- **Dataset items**
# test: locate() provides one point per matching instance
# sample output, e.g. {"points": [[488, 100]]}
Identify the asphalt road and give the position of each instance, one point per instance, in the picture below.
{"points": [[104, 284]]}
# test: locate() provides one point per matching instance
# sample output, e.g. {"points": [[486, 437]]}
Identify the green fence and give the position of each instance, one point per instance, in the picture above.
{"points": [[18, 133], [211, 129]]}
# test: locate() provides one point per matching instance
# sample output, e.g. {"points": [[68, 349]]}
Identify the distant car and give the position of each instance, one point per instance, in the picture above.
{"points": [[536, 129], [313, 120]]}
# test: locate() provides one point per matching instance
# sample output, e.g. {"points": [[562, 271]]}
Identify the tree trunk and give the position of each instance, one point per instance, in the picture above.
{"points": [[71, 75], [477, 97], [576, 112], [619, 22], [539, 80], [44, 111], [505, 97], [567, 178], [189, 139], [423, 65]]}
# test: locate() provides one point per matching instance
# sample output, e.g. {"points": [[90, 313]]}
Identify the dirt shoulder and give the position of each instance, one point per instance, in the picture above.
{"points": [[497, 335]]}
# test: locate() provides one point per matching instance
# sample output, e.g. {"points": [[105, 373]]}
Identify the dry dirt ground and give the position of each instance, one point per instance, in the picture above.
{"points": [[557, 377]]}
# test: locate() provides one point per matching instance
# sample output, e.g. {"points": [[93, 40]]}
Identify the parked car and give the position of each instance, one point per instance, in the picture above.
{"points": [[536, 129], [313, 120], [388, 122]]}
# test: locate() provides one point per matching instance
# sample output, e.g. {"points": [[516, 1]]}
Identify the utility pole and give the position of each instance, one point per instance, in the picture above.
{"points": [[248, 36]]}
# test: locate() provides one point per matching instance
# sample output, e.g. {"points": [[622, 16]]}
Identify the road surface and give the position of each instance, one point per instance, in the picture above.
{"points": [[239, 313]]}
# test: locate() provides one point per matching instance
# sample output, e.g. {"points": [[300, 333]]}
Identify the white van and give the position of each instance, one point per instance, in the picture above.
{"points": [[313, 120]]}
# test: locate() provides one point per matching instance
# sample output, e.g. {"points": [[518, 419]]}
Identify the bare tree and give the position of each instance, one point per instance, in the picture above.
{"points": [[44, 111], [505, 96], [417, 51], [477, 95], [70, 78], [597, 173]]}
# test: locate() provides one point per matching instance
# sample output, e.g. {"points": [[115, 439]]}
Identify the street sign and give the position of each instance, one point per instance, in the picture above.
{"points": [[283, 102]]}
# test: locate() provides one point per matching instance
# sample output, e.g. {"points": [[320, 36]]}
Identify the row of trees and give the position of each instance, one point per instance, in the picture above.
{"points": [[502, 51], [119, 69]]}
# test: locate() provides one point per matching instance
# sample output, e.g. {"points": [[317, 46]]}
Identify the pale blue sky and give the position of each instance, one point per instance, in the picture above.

- **Your goal**
A faithful, word-for-word transcription of the data above is required.

- **Exercise output**
# test: locate() provides one point per matching instance
# sample output, e.g. {"points": [[488, 100]]}
Identify the asphalt road and give the position of each instance, one point per instance, in the picture below.
{"points": [[104, 284]]}
# test: locate() provides one point per matching instance
# sample output, e.g. {"points": [[486, 437]]}
Identify the green fence and give the position of each instance, one point per instance, in the picture above.
{"points": [[18, 133], [211, 129]]}
# test: locate() provides one point per matching instance
# sample output, e.g. {"points": [[68, 349]]}
Identify the distant car and give the position of each instance, one point per instance, in the picture above.
{"points": [[536, 129], [313, 120]]}
# test: locate() provides one point per matching instance
# sample output, e.g. {"points": [[562, 271]]}
Identify the tree trunk and give the position of each instance, one point per instance, in the picture above.
{"points": [[71, 75], [477, 97], [576, 112], [619, 22], [539, 80], [44, 111], [505, 97], [567, 178], [189, 139], [423, 65]]}
# test: locate() provides one point per matching instance
# sample output, e.g. {"points": [[90, 313]]}
Identify the dirt shoulder and give the position of each instance, one point per instance, in the picture above.
{"points": [[497, 335]]}
# test: locate() provides one point per matching instance
# sample output, e.g. {"points": [[105, 373]]}
Identify the dry dirt ground and give the position of each instance, one point per instance, in the picture above.
{"points": [[557, 377]]}
# test: locate() provides one point per matching instance
# sample output, e.g. {"points": [[93, 40]]}
Identify the parked car and give the position of each instance, one point per instance, in the picture above.
{"points": [[536, 129], [313, 120], [388, 122]]}
# test: locate() provides one point per matching instance
# sample output, e.g. {"points": [[516, 1]]}
Identify the utility pole and give the position of each instance, one point per instance, in the picture above.
{"points": [[248, 36]]}
# test: locate() provides one point per matching instance
# sample output, e.g. {"points": [[622, 16]]}
Identify the road surface and give the position of each instance, one point per instance, in the picture above.
{"points": [[239, 313]]}
# test: locate() provides one point per matching instance
# sample output, e.g. {"points": [[300, 333]]}
Identify the white van and give the position of each instance, one point per instance, in the picture above.
{"points": [[313, 120]]}
# test: locate() provides one point per matching instance
# sample output, e.g. {"points": [[518, 419]]}
Identify the bare tree and give the position of each instance, one point per instance, in the picture above.
{"points": [[44, 111], [505, 96], [417, 51], [477, 95], [70, 78], [597, 173]]}
# test: locate() provides one point per matching instance
# sample output, e.g. {"points": [[115, 439]]}
Identify the street sign and give the position of each instance, one point per instance, in the picture above.
{"points": [[283, 102]]}
# test: locate() provides one point per matching instance
# sample output, e.g. {"points": [[320, 36]]}
Identify the row of trees and give the position of each instance, one point per instance, in the picture above.
{"points": [[502, 51], [119, 69]]}
# test: locate() provides one point per matching instance
# sample output, e.g. {"points": [[317, 46]]}
Identify the pale blue sky and give the position of each instance, one point per instance, in the picture above.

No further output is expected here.